• Text block
As time went on many religions brought in their fertility symbols. During the Anglo Saxon era, Ostara became the goddess that was celebrated in the spring. Using symbols of eggs for fertitlity and new life, this day brought forth traditions of decorating eggs as a symbol of prosperity and abundance. Ostara has many myths surrounding her that link her with the hare. Some myths have this goddess depicted with the head of a hare or as a hare, and other myths depicted the hare as her favorite animal, which would lay eggs.
Over time traditions evolved to include the Easter Bunny and Easter baskets full of candy. The traditions came in to America with immigrants in the 17th century, turning Easter in to what we now know. With the symbolism of new life and renewal of the spring, it was easy to combine with the traditions of the Resurrection of Christ. The church welcomed this amalgamation of paganism and Christianity, as it made converts feel more comfortable.
For I desire steadfast love and not sacrifice, the knowledge of God rather than burnt offerings.

• Instructions for the task
According to the text on Easter traditions, when and with whom did those traditions come to America? The items after this text aren't needed for anything here.

• Rows
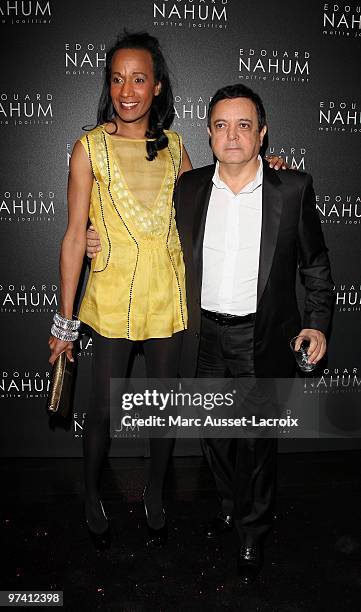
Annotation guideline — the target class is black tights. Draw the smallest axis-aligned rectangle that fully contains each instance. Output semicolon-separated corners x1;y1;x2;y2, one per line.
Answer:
83;331;182;532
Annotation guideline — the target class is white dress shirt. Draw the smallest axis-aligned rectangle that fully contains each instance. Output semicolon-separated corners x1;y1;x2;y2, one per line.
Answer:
201;156;263;316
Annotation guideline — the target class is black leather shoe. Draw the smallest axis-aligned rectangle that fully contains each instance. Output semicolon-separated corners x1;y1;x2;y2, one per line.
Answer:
238;544;263;586
86;501;111;551
142;486;168;548
205;512;233;540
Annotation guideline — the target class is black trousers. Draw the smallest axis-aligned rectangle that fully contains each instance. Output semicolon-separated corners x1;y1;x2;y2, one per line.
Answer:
197;316;277;543
83;331;182;508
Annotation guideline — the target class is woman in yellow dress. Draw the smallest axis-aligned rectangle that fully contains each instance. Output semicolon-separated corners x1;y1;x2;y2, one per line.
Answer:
49;33;191;547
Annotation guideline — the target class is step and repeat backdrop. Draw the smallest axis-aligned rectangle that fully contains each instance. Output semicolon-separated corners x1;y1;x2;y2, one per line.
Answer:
0;0;361;456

• Solution below
They came with immigrants in the 17th century.